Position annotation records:
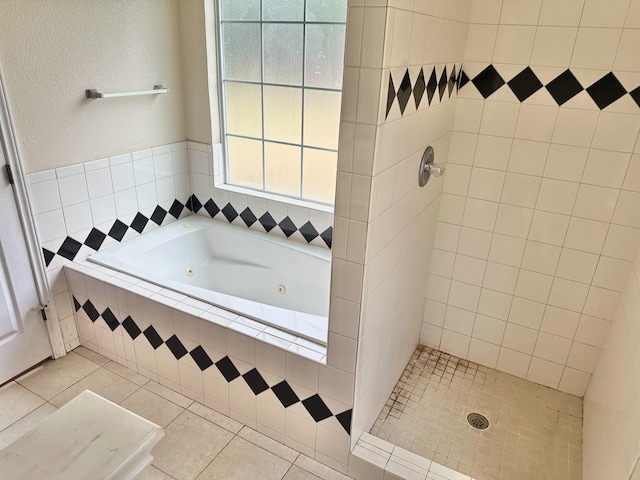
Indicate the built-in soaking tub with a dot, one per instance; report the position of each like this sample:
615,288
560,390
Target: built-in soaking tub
278,282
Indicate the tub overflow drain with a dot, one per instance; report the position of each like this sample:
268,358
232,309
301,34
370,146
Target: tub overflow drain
477,421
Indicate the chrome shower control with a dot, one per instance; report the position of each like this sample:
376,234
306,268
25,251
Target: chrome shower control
428,167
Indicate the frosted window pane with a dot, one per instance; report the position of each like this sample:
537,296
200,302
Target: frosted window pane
319,180
326,10
241,10
283,54
321,118
325,55
245,162
244,109
283,114
291,10
242,51
282,169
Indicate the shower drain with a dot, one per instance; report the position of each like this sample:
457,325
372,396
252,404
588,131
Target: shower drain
477,421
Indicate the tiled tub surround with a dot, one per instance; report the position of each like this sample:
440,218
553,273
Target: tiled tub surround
539,213
264,378
89,206
269,279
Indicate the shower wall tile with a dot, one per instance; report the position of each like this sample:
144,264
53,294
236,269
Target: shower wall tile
416,87
541,190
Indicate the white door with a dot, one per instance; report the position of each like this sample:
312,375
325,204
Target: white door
24,341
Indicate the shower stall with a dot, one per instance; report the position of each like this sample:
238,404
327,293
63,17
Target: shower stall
507,287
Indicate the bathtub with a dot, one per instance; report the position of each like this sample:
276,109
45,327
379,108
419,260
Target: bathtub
278,282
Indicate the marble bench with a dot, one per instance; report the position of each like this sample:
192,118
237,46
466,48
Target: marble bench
88,438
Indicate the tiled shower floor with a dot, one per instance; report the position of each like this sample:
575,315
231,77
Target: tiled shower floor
535,432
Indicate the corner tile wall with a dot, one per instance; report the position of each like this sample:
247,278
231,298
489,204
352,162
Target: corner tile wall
611,430
403,61
84,207
539,216
90,206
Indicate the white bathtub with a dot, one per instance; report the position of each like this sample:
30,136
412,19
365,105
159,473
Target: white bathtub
281,283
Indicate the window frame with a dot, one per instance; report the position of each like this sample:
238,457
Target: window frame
221,163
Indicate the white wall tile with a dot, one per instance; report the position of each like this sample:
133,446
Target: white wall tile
611,273
489,329
507,250
520,190
480,43
553,46
486,184
595,48
73,189
626,210
568,294
541,258
583,357
566,162
499,119
545,372
577,266
528,157
610,14
534,286
536,122
514,44
455,343
595,203
616,132
459,320
557,196
515,363
493,152
474,242
483,353
586,235
520,339
480,214
494,304
464,296
501,278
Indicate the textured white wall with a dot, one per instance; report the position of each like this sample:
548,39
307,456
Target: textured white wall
200,89
50,52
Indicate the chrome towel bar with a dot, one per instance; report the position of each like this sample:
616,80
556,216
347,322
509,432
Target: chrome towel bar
93,93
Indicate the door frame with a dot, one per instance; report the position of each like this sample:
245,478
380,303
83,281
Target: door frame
25,214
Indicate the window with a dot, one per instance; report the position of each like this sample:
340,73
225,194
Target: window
282,63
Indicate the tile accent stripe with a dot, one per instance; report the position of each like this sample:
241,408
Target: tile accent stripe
442,85
229,213
315,406
563,88
70,246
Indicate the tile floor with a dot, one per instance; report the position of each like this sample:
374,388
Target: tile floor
198,443
535,432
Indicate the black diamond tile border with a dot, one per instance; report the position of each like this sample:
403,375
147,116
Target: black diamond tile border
286,225
95,239
439,82
315,405
563,88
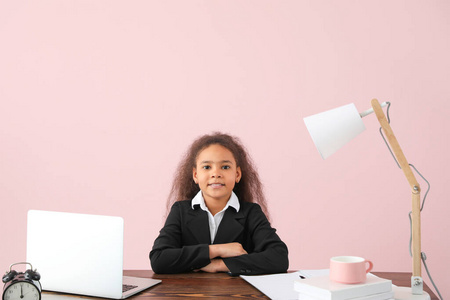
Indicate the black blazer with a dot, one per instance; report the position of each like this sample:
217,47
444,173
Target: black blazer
183,242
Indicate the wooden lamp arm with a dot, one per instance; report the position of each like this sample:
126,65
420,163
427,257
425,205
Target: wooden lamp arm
415,188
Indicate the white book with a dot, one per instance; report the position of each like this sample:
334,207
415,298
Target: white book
381,296
323,288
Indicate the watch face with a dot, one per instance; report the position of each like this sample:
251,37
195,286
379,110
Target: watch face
22,291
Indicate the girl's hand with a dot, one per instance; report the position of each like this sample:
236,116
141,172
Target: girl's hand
216,265
226,250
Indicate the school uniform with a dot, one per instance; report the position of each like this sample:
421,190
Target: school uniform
183,242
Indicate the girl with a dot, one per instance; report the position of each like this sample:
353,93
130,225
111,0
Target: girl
215,223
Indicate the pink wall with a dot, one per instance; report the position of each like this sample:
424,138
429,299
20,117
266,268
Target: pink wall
99,99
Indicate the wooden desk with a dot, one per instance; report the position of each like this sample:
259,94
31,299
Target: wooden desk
223,286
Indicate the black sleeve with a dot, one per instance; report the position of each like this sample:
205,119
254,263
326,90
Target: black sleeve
269,255
169,255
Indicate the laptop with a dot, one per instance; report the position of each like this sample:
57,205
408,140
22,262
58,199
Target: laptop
80,254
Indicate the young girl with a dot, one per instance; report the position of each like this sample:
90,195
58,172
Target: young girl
215,223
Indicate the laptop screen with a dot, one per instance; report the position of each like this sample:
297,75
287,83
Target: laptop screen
76,253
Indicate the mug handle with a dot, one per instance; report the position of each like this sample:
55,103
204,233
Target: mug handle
370,266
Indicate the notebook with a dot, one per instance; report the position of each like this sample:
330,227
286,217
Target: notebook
80,254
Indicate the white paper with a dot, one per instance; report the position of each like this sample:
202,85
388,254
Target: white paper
281,286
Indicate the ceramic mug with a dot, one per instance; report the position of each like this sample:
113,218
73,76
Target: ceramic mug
349,269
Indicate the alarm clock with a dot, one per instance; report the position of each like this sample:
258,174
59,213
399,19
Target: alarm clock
22,286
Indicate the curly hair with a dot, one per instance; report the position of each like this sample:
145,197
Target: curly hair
249,188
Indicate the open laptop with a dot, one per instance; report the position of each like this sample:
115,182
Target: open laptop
80,254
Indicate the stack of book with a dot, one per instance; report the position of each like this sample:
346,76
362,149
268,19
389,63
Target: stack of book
322,288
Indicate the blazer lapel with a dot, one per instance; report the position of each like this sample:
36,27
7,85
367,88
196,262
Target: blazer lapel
198,225
230,227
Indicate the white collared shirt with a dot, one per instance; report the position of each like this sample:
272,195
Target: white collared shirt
214,221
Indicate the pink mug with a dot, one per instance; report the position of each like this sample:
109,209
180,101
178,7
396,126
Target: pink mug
349,269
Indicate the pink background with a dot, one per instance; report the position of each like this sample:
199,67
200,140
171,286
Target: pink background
99,100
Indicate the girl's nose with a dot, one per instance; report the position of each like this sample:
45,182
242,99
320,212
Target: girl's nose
216,173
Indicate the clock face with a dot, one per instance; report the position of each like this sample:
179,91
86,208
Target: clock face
21,291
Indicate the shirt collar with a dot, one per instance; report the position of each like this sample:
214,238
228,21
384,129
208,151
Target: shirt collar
199,200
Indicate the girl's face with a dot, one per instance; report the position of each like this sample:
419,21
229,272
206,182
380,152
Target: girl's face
216,173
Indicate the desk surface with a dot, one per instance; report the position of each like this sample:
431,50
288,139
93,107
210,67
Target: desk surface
222,286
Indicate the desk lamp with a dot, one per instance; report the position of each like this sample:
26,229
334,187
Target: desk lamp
332,129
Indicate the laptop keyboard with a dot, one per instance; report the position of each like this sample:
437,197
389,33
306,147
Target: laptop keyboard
127,287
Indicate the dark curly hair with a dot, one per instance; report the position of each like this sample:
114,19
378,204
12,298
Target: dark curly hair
249,188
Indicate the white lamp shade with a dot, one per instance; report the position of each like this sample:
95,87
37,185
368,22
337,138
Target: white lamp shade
334,128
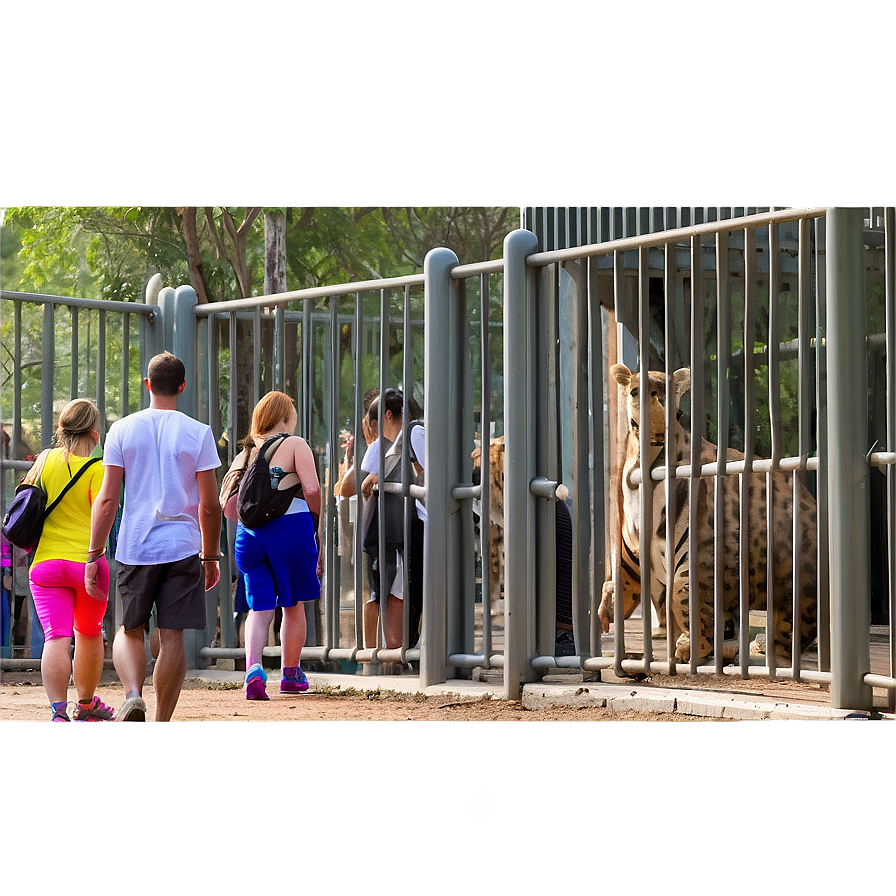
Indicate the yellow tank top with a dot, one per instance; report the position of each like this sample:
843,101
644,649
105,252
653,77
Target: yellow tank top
66,533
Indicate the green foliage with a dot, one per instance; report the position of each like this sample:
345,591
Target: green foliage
111,253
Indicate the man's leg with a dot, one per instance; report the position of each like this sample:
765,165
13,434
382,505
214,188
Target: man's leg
371,623
169,672
129,659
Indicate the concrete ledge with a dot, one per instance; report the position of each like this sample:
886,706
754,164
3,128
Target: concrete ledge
706,704
622,697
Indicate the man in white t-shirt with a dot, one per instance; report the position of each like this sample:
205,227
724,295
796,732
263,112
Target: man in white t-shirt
168,543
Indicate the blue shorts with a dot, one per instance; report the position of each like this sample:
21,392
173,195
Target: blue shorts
278,562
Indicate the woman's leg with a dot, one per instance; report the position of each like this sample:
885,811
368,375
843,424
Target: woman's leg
258,624
393,622
88,622
56,668
54,603
88,666
292,635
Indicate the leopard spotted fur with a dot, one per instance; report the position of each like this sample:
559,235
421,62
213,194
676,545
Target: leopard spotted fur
682,588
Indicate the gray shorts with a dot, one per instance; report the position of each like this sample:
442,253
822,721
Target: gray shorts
177,590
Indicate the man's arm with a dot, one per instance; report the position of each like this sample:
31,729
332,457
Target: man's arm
102,516
209,525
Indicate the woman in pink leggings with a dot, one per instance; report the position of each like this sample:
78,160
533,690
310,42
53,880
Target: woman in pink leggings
57,571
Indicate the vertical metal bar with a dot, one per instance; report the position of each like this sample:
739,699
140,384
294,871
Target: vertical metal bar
359,557
257,359
333,571
889,225
101,369
407,378
381,495
746,482
232,399
279,346
823,578
645,535
73,387
546,319
598,500
125,363
671,483
460,539
437,409
307,369
774,409
47,375
485,417
803,411
618,602
697,427
723,353
17,381
582,518
848,472
518,458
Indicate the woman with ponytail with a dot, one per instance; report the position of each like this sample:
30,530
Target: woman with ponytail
63,606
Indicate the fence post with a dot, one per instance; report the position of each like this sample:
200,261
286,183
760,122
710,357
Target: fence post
519,461
848,470
181,324
439,420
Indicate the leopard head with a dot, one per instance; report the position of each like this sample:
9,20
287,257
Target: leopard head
631,399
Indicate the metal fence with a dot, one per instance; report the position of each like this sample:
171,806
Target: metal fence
763,311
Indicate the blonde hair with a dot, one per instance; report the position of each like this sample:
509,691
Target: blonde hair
76,421
274,407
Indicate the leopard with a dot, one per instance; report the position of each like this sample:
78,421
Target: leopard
704,540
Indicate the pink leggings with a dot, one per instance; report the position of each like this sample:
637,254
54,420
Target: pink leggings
62,604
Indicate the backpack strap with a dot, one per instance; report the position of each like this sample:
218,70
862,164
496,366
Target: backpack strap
70,484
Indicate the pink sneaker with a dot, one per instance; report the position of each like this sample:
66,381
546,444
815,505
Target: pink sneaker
294,681
256,678
95,711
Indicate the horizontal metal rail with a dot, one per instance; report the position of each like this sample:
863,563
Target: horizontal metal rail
664,238
312,292
733,468
95,304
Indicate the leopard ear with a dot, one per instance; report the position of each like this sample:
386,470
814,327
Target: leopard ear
681,380
621,374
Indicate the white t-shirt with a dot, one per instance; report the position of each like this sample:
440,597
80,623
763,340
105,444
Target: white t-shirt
161,452
418,443
371,460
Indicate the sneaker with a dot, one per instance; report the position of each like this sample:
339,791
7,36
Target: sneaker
256,678
132,710
95,711
60,713
294,681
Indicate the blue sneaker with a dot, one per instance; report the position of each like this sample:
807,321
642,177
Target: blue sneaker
294,680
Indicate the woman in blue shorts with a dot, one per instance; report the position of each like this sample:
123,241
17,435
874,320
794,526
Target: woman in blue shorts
280,560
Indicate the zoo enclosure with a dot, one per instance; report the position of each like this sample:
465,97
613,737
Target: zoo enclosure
564,307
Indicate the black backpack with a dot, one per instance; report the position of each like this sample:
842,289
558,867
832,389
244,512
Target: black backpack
257,503
24,520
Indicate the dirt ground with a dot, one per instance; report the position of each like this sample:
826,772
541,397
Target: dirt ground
22,698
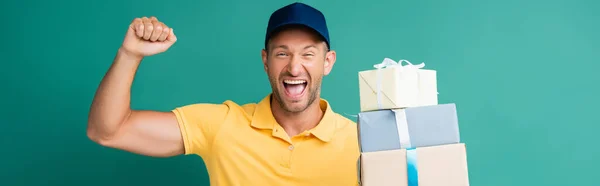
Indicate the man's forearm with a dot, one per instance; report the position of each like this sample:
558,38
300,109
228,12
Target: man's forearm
111,105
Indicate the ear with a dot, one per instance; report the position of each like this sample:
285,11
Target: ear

Task directions: Reproduce nothing but the lines that run from the line containing "Indicate the leopard ear" through the last line of the records, inclusive. Omit the pictures.

Task output:
Indicate the leopard ear with a dot, one per instance; report the position of each like this sample:
386,470
814,327
Target: leopard ear
681,380
621,374
Indicate the white t-shirt with a dot, one per instance; report the position of each like this sample:
440,597
80,623
763,340
105,444
Target: white t-shirt
161,452
418,443
371,460
Indicate the sneaker with a dot, one per instance; report the position of each like this sample:
339,791
7,36
Target: sneaker
256,678
132,710
95,711
60,713
294,681
Indicate the blue sneaker with a dot, one per instance; report the position of each like this sample:
807,321
642,177
Target: blue sneaker
294,680
Indicate the woman in blue shorts with a dot, one per instance; report the position of each like this sample:
123,241
17,435
874,320
794,526
Target: woman in blue shorts
280,560
Indicate the zoo enclosure with a dot, one per instance; report the position of each like this sample:
465,97
613,737
Target: zoo enclosure
564,307
Indicate the black backpack with a dot, one per instance; report the position of each like this sample:
842,289
558,867
832,389
244,512
Target: black backpack
257,503
24,520
Indicate the dirt ground with a dot, one per instance; report the position of each like this sample:
826,772
541,397
Target: dirt ground
22,698
Indicate the man's forearm with a dot, one per instance; report the position of each like this sample:
558,38
300,109
228,12
Target: man's forearm
111,105
Indicate the ear with a dot, one per instance; report the position of each like this sample:
285,11
Target: ear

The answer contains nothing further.